## WORK ITEM:
With the string "woman" as the filter, copy each matching line from the records.

## RECORDED DATA:
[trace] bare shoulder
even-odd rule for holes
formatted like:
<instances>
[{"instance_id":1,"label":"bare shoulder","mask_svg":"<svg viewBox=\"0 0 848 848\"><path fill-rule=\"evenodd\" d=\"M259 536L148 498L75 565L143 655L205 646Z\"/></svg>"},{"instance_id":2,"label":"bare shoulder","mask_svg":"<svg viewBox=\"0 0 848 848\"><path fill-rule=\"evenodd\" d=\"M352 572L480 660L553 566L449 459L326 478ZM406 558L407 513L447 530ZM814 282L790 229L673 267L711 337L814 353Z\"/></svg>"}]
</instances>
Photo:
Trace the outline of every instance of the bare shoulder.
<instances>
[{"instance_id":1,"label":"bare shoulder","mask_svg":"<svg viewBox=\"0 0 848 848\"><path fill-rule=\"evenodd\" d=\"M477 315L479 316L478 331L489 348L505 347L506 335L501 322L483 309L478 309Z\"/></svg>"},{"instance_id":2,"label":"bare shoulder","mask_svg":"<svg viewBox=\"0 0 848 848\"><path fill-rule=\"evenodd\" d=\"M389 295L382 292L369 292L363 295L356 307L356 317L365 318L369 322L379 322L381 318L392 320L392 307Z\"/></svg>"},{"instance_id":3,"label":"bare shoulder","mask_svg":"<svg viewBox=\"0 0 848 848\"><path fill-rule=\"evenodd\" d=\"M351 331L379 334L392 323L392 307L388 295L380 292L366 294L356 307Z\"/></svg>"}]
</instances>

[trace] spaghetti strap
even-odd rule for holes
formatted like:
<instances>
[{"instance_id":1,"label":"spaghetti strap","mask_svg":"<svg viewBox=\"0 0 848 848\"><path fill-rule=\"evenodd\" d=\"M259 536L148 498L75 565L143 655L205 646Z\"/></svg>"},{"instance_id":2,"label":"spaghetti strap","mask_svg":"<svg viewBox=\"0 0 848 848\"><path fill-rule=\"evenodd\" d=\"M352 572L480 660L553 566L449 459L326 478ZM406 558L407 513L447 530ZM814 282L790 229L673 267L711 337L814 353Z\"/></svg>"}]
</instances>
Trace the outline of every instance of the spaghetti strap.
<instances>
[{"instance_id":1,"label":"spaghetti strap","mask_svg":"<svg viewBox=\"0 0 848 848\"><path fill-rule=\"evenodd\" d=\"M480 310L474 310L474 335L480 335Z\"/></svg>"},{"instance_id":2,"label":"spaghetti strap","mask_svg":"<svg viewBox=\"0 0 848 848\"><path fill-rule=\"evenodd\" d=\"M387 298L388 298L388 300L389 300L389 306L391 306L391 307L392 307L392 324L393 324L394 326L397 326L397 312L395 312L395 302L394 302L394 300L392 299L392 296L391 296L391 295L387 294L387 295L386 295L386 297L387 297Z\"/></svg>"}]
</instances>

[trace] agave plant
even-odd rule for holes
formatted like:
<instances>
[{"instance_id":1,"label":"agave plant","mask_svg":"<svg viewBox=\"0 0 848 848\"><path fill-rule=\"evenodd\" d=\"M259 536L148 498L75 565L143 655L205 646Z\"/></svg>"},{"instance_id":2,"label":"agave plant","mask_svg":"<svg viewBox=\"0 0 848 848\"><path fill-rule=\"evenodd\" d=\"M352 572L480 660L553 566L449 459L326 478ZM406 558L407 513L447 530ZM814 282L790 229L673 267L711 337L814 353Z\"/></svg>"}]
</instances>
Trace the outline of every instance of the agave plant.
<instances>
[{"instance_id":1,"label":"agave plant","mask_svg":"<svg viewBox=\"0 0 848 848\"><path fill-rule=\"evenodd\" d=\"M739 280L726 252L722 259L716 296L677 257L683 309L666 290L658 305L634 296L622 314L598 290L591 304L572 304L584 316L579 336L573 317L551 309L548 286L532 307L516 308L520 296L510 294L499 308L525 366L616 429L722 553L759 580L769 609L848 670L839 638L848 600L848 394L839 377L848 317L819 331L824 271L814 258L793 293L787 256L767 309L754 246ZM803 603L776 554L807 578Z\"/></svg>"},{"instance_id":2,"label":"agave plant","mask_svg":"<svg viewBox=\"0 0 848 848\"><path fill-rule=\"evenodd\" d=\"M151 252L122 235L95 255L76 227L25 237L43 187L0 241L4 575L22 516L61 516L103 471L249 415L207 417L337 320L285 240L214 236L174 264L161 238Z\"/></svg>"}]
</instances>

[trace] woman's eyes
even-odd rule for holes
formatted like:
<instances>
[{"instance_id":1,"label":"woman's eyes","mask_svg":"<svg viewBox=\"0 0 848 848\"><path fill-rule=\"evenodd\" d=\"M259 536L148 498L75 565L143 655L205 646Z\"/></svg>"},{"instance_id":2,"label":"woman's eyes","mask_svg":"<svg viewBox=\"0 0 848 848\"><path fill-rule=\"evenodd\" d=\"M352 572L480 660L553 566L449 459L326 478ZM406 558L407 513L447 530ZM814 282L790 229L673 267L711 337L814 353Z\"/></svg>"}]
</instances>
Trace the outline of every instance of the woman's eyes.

## RESULT OF THIS TASK:
[trace] woman's eyes
[{"instance_id":1,"label":"woman's eyes","mask_svg":"<svg viewBox=\"0 0 848 848\"><path fill-rule=\"evenodd\" d=\"M259 536L148 498L75 565L143 655L205 646Z\"/></svg>"},{"instance_id":2,"label":"woman's eyes","mask_svg":"<svg viewBox=\"0 0 848 848\"><path fill-rule=\"evenodd\" d=\"M352 572L480 660L553 566L449 459L326 478ZM406 558L407 513L447 530ZM814 282L790 229L673 267L711 337L814 353Z\"/></svg>"}]
Trace the outline of every instance of the woman's eyes.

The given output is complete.